# [REQUIRED WORK]
Rewrite every line of the rows below as a Markdown table with the columns No and Line, numbering the lines in order and leaving out blank ones.

# [THE DATA]
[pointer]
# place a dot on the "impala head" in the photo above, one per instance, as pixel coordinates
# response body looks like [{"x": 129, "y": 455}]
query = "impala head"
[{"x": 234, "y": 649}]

# [FULL OUTPUT]
| No | Line |
|---|---|
| 1 | [pointer] |
| 2 | # place a dot on the "impala head" in the photo above, one per instance, as pixel coordinates |
| 3 | # response body looks like [{"x": 129, "y": 455}] |
| 4 | query = "impala head" |
| 5 | [{"x": 234, "y": 649}] |